What is required.
Reproduce word for word the part of the passage below on bullying at a Jesuit high school from "The boot camp" up to and including "disappeared—to another bus.".

Passage given.
○ ○ ○ ○ ○ ○ ○

Most classes in my high school would begin with the Our Father (the prayer)—nothing wrong with that—but you knew that The Lord—along with big brother (those were the Jesuits who were not formally ordained as priests)—were watching. If the tactics were to put the fear of The Lord into everyone’s head, creating an atmosphere similar to boot camp in the armed forces, then it seemed to have worked. This raises the delicate question whether the teachers were actually the bullies; and I am sorry to report that, yes, some were.
Sadly, it was not empathy but a common oppressor (the teachers) that helped to build solidarity among the student body. I hasten to add that the majority of the teachers were humane and caring, indeed many were talented educators, creative and engaging. Many had a sense of humor, which sometimes extended to sadistic hijinks. Most would simply give one a week’s worth of detention for daring to talk out of turn.
The boot camp atmosphere had a tendency to displace the bullying from school itself onto the school bus or the athletic field. I did see a couple of kids bullied on the school bus, and I am ashamed to say, I was not enough in touch with my courage to intervene. Indeed at one point a couple of the mean boys seemed to notice me, and hurled a couple of insults in my direction. I was anticipating a rough time; but then, without explanation, the bus route was changed, and the bullies simply disappeared—to another bus.
Thinking back, I now believe that the rambunctious kids were motivated by the draconian atmosphere in the school to express their extra adolescent energies by participating in sports (which was perhaps the intention); or going home and raiding their well-to-do parents well-stocked liquor cabinets (not an option for me—Dad did not drink, he was just a bully); or seeking solace for their lack of social skills in their studies. The last was my favored approach. I did find someone to hang out with in the cafeteria—the food was so unpalatable that I further stunted my growth by not eating lunch for four years, though I ended up being an average height.
After reviewing the research on bullying in depth, I have reached the conclusion that if kids have enough time for interpersonal drama and conflict, the latter often as practice for out-and-out bullying, then the kids have too much time on their hands. They are not nearly busy enough. They would benefit from more homework and extra-curricular activities. Note, however, that this implies the school has the resources to offer the extra-curricular activities, which is not always the case. Unlike Hollywood films of the depression era with Mickey Rooney and Judy Garland, many schools do not have the resources or organizational skills to say “Hey, let’s put on a play to raise money for the orphanage!” The kids are already the “orphans.”

○ ○ ○ ○ ○ ○ ○

Data block.
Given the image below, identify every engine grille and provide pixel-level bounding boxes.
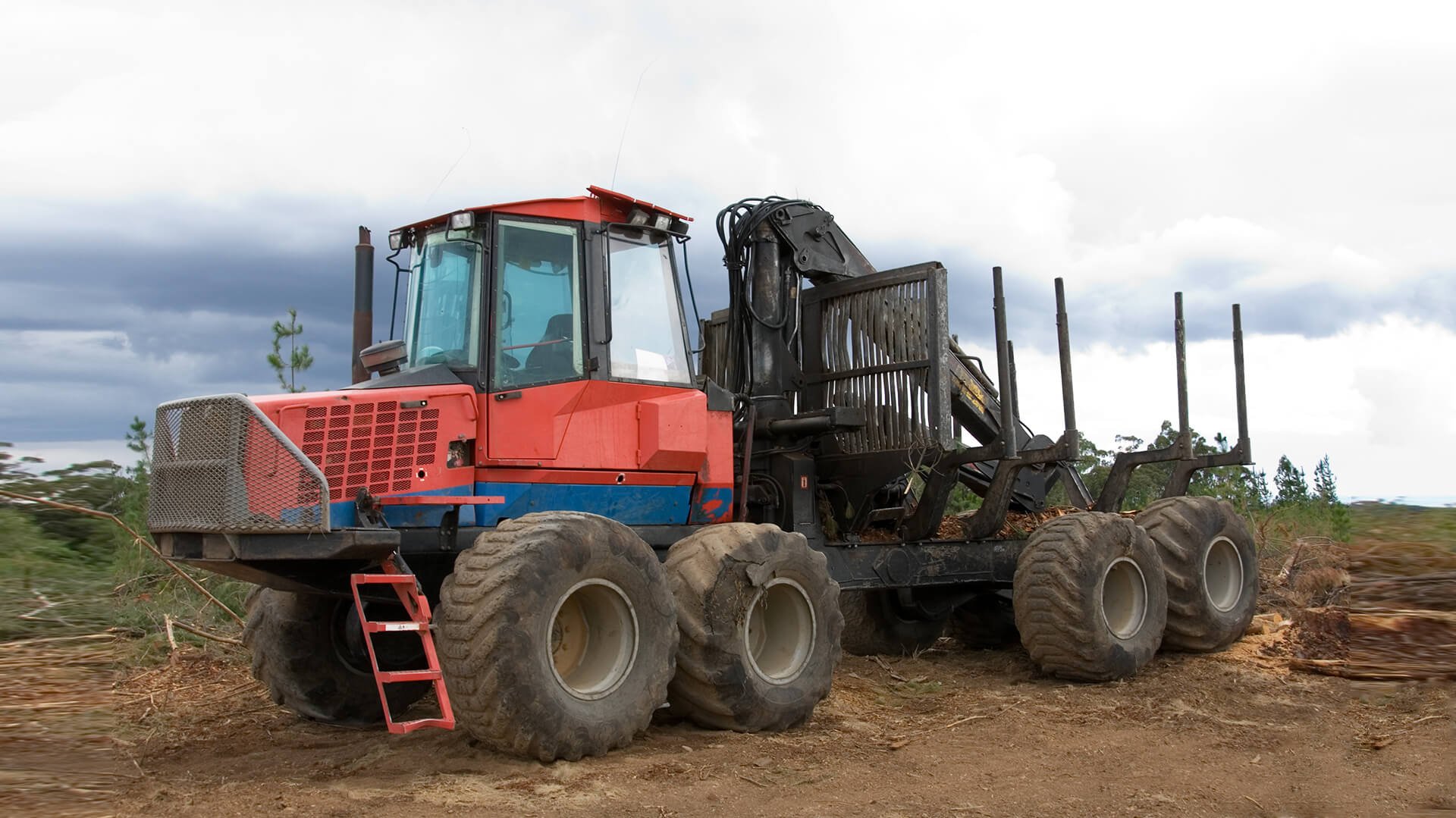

○ ○ ○ ○ ○ ○ ○

Solution to this exercise.
The boot camp atmosphere had a tendency to displace the bullying from school itself onto the school bus or the athletic field. I did see a couple of kids bullied on the school bus, and I am ashamed to say, I was not enough in touch with my courage to intervene. Indeed at one point a couple of the mean boys seemed to notice me, and hurled a couple of insults in my direction. I was anticipating a rough time; but then, without explanation, the bus route was changed, and the bullies simply disappeared—to another bus.